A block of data
--------------------

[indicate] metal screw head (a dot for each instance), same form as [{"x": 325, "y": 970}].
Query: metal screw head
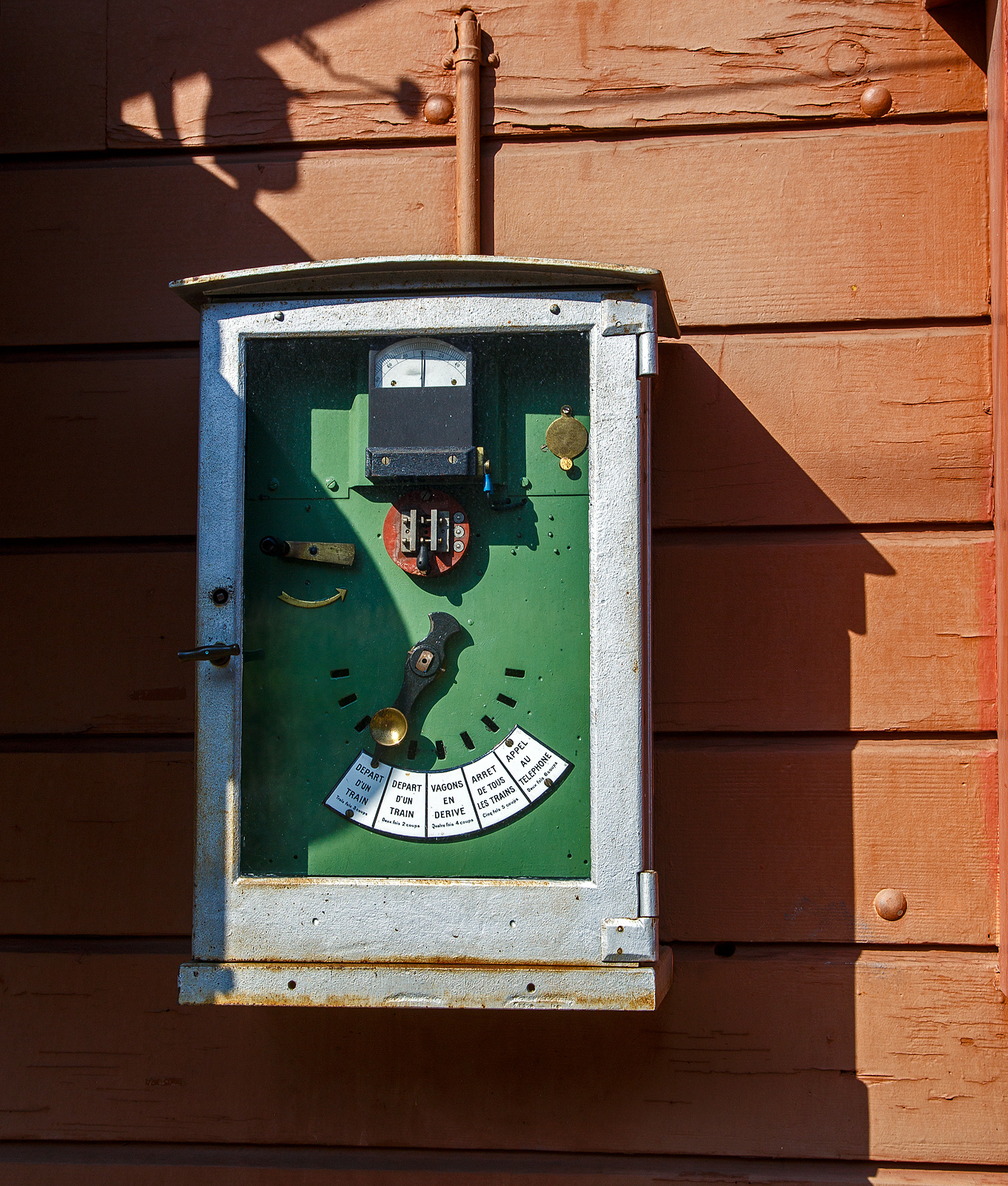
[
  {"x": 439, "y": 110},
  {"x": 875, "y": 101},
  {"x": 891, "y": 904}
]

--------------------

▸ What you have to do: Copy out every line of the data above, requests included. Multiply each x and y coordinate in the answers by 0.2 and round to whole numbers, with halves rounded up. Leave the numbers in the requests alone and leave out the pictures.

▸ Solution:
[indicate] metal screw head (a dot for each instance), same form as [{"x": 325, "y": 970}].
Query: metal screw head
[
  {"x": 88, "y": 22},
  {"x": 175, "y": 20},
  {"x": 178, "y": 181}
]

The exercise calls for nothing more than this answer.